• Exercise text:
-- Opening Marker --

Tue 12/30/2003 1:47 AM
Dear All:
Although I would love to cry “victory” for the business of a DNA test showing that a person was wrongly placed in a particular “race”, I am hesitant to do so.
My issue is not with the idea of showing that a person can be shown to be of the “wrong race” because of genetics.
It is the issue of North Americans still not having one clue as to what unites peoples in parts of the world other than the U.S.
Does one really think that the Nazis, once they were able to discern and cordon off Jews (usually by records, culture, informers, etc.), used “genetics” as that which united their brethren? [And we are talking about a group which most people believe was “racist”] Germans come from Hesse, Schleswig-Holstein, Wurttenburg, Tyrol, the Waldfiertel, East Prussia and other localities. Does anyone here really feel that all these localities (each of which produced passionate Nazis) had the same “genetics”???
Lets talk about Muslims. We are talking about Egyptians, Pakistanis, Morrocans, Syrians, Iranians, Turks, Somalians, Sudanese. Are THEY all genetically similar? Suppose a Muslim from Yemen was presented with a document which supplied “complete genetic proof” that he is far more genetically similar to some non-Muslim person than an Afghanistani. Does anyone here really believe that he would immediately renounce his faith and lifestyle??
Gringos amaze me. They are the only people I know of who can discount the cultures that inform people, throw some “science” over this and then stand back in amazement when the other 6 billion humans on earth go about their business. It is the kind of mentality which makes them want to superimpose their systems on others. Sometimes it works (Japan, Germany). Sometimes it doesn’t (you all know where it doesn’t have the same effect).
This is why I believe that there are good things and bad things about linking up”genetics” in the fight against One Drop. On the one hand, science, in three seconds, can blow out of the water any One Drop rationale. On the other, focusing on matters which are biological, physical and out of the control of everybody on this list [e.g. whatever I am, genetically, is unlikely to be altered–on the other hand, at 56, I can make a stab at, say, renouncing being a Dominican for good and turning into Fijian], plays right into the hand of the fatalistic, inevitable-thinking types of human dynamics which are the heart and soul of One Drop. What’s the fundamental difference in saying that one can a “gene” for stealing and telling a “black” kid during Jim Crow that, as a “negro”, he was inherently inferior and unable to pursue a career in Law? In both cases, why not just throw up one’s hands, go under a tree and wait for the jail sentence?
To Ward…….
Let’s keep fighting the political fight. The object is to create social environments in which more and more people can interact, relatively free of “racial” codification. As this occurs more and more, it is my fervent hope that those dynamics we all share as humans–desire for fellowship, friendship, discourse, cooperation, intimacy, etc–will render One Drop more and more obsolete. While this is going on, I have an absolute/100% conviction that the “scientists” will continue to flood North Americans with more and more information designed to have people focus more on what is in their bodies rather than what is in their hearts. Maybe the goals I wish for will occur in time to negate the goals of the others.

-- Closing Marker --

• Problem set:
• a. Repeat everything in the letter on race and genetics from "Tue 12/30/2003 1:47" down to "because of genetics.".
• b. In the letter on race and genetics, which two countries does the writer name as places where imposing outside systems worked?
The items that come next have no connection to the letter on race and genetics.

• Source items:
-- Opening Marker --

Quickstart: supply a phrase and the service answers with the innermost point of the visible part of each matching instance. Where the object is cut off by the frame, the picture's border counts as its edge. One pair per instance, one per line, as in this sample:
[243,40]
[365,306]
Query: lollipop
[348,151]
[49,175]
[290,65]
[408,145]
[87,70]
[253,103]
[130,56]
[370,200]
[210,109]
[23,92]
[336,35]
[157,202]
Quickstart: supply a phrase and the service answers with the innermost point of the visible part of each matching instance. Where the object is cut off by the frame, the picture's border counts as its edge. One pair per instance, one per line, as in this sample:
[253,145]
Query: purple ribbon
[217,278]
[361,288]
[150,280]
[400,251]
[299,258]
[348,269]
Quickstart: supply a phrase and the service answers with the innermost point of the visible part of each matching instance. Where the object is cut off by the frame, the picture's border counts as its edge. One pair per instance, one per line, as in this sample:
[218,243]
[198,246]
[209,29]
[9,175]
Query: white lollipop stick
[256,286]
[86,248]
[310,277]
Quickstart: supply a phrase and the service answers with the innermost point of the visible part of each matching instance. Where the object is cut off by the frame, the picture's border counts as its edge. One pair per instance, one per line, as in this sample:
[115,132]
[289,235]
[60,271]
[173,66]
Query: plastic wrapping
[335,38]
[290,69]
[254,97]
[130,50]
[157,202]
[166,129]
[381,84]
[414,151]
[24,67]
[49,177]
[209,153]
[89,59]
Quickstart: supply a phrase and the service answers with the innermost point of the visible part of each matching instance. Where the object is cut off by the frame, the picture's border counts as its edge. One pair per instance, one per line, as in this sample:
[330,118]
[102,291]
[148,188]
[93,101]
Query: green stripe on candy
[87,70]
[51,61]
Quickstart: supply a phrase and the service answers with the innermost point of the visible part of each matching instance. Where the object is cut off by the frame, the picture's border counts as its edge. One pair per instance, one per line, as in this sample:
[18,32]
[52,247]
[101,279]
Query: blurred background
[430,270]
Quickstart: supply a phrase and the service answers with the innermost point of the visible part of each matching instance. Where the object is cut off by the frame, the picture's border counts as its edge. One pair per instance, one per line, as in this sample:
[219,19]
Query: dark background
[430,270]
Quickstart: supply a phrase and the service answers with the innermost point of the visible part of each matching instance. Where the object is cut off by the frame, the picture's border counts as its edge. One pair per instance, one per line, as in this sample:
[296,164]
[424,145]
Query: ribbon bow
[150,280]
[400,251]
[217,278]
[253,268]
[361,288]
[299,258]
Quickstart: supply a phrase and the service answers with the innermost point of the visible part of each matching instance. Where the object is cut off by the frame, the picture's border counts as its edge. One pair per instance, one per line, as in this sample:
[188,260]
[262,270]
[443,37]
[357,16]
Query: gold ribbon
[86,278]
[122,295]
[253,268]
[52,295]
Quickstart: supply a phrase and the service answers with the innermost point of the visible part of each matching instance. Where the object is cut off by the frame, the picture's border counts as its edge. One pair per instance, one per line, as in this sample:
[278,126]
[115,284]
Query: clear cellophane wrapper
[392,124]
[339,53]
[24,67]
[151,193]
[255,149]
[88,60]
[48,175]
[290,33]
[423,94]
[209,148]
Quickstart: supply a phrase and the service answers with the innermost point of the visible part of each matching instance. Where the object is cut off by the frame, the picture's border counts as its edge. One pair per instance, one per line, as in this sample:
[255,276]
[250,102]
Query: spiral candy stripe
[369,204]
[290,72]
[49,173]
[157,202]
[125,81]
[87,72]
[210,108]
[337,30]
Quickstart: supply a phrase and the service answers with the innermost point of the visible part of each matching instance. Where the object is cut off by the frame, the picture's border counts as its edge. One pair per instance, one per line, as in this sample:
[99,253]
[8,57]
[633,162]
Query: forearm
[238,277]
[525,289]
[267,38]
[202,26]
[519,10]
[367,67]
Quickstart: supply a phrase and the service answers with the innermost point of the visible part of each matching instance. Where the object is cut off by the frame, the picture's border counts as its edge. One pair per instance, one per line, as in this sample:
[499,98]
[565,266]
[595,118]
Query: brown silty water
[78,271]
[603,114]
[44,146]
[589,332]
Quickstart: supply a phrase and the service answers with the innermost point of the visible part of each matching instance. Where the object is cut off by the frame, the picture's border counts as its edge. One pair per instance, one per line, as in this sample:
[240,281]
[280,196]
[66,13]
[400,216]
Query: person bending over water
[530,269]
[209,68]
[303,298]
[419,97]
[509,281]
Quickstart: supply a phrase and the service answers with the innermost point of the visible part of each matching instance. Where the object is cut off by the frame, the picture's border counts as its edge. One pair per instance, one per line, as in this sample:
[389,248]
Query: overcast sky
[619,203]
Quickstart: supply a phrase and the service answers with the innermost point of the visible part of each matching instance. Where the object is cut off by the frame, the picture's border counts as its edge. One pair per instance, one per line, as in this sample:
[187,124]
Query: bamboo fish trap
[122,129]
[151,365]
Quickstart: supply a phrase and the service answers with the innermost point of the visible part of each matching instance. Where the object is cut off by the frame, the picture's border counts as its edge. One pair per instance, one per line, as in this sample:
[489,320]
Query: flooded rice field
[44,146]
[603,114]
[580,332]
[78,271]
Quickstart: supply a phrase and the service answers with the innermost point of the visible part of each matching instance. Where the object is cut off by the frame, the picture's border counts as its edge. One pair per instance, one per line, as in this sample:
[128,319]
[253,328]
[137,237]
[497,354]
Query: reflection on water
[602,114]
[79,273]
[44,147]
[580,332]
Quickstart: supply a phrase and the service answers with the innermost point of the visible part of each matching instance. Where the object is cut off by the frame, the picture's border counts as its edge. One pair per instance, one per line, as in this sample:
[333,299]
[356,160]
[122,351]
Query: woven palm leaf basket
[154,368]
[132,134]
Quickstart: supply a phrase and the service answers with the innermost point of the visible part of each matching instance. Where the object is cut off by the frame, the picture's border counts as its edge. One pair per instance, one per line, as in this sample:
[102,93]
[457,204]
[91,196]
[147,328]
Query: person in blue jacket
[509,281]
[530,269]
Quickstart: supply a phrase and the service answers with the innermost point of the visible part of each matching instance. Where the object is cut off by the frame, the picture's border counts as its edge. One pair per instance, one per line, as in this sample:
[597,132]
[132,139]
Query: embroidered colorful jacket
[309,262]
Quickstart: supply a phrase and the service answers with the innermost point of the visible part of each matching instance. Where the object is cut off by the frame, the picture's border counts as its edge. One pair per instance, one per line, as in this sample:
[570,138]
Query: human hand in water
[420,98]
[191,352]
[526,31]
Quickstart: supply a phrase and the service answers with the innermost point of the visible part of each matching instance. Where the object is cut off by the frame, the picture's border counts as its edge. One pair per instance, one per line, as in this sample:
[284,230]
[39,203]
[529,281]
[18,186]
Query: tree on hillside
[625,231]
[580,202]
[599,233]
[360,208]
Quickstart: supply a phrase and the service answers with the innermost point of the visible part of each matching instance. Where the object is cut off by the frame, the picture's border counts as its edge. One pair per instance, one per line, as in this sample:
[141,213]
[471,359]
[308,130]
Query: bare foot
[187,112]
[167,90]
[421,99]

-- Closing Marker --

• Outputs by task:
• a.
Tue 12/30/2003 1:47 AM
Dear All:
Although I would love to cry “victory” for the business of a DNA test showing that a person was wrongly placed in a particular “race”, I am hesitant to do so.
My issue is not with the idea of showing that a person can be shown to be of the “wrong race” because of genetics.

• b. Japan and Germany.